_Extrait du texte_

_ _ _ _ _ _ _

Alors que le nouveau Stade de Bordeaux sera inauguré lors de la
dernière journée de Ligue 1, le débat sur l'impact économique des
nouveaux stades et la pertinence des montages retenus pour leur
réalisation est relancé notamment avec la publication du baromètre UCPF.
Ce baromètre et surtout les présentations qui en sont faites sont
relativement critiques sur les PPP récemment mis en œuvre pour la
réalisation de certains stades.
S'il est justifié que le syndicat des dirigeants des clubs
professionnels défende l'intérêt de ses adhérents, il est nécessaire
d'alimenter le débat au moyen de certains éléments objectifs.

_ _ _ _ _ _ _

_Enregistrements_
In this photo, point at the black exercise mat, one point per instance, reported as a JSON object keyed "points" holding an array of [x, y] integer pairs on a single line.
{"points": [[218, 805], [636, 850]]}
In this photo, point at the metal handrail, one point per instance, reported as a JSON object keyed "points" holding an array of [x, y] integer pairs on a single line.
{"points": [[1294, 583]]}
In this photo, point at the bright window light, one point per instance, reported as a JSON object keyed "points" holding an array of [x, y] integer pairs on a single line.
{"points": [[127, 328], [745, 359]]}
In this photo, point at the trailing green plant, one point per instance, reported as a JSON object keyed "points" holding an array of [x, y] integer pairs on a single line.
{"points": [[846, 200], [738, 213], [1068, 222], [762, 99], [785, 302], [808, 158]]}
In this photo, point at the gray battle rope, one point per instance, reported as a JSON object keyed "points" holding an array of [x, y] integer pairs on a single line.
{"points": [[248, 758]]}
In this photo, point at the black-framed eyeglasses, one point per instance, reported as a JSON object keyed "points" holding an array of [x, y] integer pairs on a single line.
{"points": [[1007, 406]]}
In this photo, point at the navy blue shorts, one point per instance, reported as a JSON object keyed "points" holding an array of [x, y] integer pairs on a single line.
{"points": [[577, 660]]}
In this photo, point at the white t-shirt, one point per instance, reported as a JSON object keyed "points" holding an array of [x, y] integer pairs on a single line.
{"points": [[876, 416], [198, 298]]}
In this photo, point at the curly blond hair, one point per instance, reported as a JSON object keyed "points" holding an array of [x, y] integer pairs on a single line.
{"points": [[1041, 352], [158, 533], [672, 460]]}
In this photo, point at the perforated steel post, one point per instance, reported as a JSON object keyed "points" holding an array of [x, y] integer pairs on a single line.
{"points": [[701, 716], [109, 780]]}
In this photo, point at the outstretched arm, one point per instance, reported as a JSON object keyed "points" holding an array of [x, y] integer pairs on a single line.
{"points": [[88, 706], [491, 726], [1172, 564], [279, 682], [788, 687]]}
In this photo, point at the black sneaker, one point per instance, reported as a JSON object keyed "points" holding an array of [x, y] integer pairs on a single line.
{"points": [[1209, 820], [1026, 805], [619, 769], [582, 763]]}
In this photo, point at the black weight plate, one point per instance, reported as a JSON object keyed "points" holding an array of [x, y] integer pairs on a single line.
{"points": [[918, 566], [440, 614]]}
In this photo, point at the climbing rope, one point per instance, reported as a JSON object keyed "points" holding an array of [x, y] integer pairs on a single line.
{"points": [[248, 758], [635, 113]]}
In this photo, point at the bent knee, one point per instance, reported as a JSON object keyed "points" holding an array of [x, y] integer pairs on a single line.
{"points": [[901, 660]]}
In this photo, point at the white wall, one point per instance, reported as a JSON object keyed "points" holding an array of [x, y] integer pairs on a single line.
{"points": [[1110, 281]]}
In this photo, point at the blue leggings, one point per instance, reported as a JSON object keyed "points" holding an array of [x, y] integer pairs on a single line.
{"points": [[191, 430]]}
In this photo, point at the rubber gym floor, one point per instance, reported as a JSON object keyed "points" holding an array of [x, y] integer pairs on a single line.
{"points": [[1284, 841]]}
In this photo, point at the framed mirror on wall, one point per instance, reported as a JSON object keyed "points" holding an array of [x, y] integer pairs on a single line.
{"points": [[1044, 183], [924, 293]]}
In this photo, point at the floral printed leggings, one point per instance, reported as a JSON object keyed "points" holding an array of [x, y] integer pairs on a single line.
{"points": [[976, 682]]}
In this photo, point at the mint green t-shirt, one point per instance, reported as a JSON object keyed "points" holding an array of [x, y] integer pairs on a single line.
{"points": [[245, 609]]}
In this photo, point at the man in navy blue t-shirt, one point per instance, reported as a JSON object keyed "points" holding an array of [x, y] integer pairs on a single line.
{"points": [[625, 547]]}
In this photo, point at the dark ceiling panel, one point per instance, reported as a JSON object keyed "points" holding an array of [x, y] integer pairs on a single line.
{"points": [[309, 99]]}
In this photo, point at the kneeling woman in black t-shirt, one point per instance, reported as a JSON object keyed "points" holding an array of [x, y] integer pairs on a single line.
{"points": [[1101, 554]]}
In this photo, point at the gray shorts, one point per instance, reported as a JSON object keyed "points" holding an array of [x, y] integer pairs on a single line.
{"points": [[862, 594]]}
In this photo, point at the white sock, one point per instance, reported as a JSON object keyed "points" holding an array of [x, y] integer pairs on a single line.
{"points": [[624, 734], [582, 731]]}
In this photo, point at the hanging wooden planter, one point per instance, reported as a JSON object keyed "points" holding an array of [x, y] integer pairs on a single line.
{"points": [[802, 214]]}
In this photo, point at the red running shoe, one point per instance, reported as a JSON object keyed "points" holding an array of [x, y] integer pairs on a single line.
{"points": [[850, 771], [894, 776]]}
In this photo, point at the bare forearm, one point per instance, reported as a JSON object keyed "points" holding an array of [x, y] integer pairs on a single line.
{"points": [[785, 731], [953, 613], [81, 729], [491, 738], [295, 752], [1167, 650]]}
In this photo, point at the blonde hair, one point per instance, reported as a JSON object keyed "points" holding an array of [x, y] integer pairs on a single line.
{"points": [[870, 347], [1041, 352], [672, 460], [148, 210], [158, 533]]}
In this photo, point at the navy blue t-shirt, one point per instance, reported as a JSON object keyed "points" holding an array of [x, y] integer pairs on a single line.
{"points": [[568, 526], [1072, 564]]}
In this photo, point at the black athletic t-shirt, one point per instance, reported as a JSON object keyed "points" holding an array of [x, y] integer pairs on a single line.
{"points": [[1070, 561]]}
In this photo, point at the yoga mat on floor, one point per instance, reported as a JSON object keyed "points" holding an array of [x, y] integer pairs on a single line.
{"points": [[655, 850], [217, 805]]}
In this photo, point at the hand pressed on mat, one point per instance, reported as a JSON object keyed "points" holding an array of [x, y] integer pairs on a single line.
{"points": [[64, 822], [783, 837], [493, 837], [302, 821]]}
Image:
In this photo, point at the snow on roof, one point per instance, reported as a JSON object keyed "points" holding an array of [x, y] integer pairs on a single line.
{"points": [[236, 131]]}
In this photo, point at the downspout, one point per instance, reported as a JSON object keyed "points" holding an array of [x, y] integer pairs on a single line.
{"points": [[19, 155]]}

_ _ _ _ _ _ _

_Consignes_
(a) Répondez à ces questions sur l'extrait consacré au nouveau Stade de Bordeaux, une par ligne :
(i) À quel moment de la saison de Ligue 1 le stade sera-t-il inauguré ?
(ii) Quelle publication relance notamment le débat sur l'impact économique des nouveaux stades ?
(iii) Au moyen de quoi faut-il alimenter ce débat ?
(b) Résumez, s'il vous plaît, l'extrait sur le nouveau Stade de Bordeaux en deux phrases.

_Réponses par consigne_
(a)
(i) Lors de la dernière journée de Ligue 1.
(ii) Le baromètre UCPF.
(iii) Au moyen de certains éléments objectifs.

(b) Le nouveau Stade de Bordeaux sera inauguré lors de la dernière journée de Ligue 1, alors que la publication du baromètre UCPF relance le débat sur l'impact économique des nouveaux stades et sur les montages retenus pour leur réalisation. Ce baromètre et ses présentations se montrent relativement critiques envers les PPP récemment mis en œuvre, et s'il est justifié que le syndicat des dirigeants des clubs professionnels défende ses adhérents, il faut aussi alimenter le débat avec des éléments objectifs.